Document extract:
○ ○ ○ ○ ○

Co-operative cancer groups across the US may have to shut down or delay as many as 95 clinical trials this year because of successive cuts in federal funding for the National Cancer Institute.

The NCI has asked the groups to lower their costs by 10% for the 2007 fiscal year (FY 2007). This means the 10 groups (nine adult and one paediatric) sponsored by the Institute in the US may have to deny some 3,000 patients the chance to participate in clinical trials – a substantial portion of the 25,000 or so patients enrolled in co-operative oncology trials each year.

The Coalition of Cancer Cooperative Groups, the leading national non-profit organisation devoted solely to oncology trials, says its budget has been shrinking since 2003 but this is by far the most dramatic reduction to date. At least two of the co-operative cancer groups that started their budget cycles in December or January are already laying people off and cancelling trials, it adds.

Impact to hit all major cancer trials

The full impact of the cuts will hit trials for all the major types of cancer, although niche indications such as melanomas, sarcomas or head and neck cancers are expected to suffer in particular. The co-operative groups tend to pick up areas of research that may be of limited interest to the pharmaceutical industry, such as head-to-head trials of cancer therapies or sub-groups with relatively small populations.

Budgetary attrition is also expected to make a large dent in expensive tissue banking activities. With the shift towards personalised medicine, clinical trials increasingly demand tissue and blood sampling studies, the Coalition notes.

Moreover, with funds spread more thinly, cancer trials will have to rely increasingly on supplementary funding from the hospitals that run them. The NCI reimburses physicians for the research costs of a trial at a flat rate of US$2,000 per patient case, whereas the average per-patient cost for a government-sponsored study is about US$4,500, the Coalition points out.

○ ○ ○ ○ ○

Data provided:

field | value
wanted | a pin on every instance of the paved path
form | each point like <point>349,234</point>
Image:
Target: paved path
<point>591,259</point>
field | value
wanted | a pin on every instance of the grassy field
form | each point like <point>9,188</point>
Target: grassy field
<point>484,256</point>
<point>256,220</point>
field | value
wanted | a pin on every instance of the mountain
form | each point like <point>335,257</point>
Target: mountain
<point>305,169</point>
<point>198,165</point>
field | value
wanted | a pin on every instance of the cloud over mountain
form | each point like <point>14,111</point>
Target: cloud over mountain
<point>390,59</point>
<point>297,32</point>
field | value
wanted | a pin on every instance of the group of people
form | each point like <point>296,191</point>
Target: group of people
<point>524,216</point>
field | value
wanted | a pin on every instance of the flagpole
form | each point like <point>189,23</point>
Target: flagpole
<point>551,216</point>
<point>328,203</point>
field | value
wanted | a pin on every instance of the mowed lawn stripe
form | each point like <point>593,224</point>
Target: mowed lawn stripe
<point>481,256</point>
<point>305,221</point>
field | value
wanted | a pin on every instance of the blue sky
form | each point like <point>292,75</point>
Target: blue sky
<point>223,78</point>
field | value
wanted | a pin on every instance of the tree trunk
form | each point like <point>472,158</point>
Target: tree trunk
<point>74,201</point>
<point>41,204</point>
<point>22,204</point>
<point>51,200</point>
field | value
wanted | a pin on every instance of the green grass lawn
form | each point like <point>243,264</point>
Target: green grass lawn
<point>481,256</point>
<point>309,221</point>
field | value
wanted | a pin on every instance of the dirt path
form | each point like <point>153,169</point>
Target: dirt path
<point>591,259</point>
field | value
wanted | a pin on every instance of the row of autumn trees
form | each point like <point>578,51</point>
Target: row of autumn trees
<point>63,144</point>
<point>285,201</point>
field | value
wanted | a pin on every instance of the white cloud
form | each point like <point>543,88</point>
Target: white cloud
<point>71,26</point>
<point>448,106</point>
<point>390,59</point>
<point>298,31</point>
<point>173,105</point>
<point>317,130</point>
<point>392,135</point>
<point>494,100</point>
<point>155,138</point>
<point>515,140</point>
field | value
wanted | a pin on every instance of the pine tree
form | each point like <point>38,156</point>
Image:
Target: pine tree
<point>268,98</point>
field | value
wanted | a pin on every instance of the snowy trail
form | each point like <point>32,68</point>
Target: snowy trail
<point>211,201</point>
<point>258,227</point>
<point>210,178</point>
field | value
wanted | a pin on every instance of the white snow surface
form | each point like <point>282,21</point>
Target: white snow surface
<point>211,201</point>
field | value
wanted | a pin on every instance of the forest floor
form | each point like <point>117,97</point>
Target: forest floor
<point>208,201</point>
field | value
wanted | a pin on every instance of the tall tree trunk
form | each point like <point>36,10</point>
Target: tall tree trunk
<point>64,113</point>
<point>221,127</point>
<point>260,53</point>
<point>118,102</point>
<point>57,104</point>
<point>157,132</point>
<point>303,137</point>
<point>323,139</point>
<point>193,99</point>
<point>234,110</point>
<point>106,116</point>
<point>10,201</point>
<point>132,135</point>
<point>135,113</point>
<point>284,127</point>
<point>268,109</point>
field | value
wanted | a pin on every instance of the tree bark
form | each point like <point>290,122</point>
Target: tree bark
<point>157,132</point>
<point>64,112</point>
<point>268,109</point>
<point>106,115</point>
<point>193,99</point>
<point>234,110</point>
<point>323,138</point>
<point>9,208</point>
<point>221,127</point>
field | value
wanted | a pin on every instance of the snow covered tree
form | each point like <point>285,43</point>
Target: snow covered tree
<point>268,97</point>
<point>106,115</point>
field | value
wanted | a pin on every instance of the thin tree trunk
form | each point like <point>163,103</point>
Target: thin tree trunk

○ ○ ○ ○ ○

Task requirements:
A – List the niche indications that the cancer trial funding article says are expected to suffer in particular from the cuts.
B – Reproduce the passage of the cancer trial funding article from "Impact to hit" up to and including "the Coalition notes.".
C – In the cancer trial funding article, at what flat rate per patient case does the NCI reimburse physicians for a trial's research costs?

Exercise answers:
A –
- melanomas
- sarcomas
- head and neck cancers

B –
Impact to hit all major cancer trials

The full impact of the cuts will hit trials for all the major types of cancer, although niche indications such as melanomas, sarcomas or head and neck cancers are expected to suffer in particular. The co-operative groups tend to pick up areas of research that may be of limited interest to the pharmaceutical industry, such as head-to-head trials of cancer therapies or sub-groups with relatively small populations.

Budgetary attrition is also expected to make a large dent in expensive tissue banking activities. With the shift towards personalised medicine, clinical trials increasingly demand tissue and blood sampling studies, the Coalition notes.

C – US$2,000 per patient case.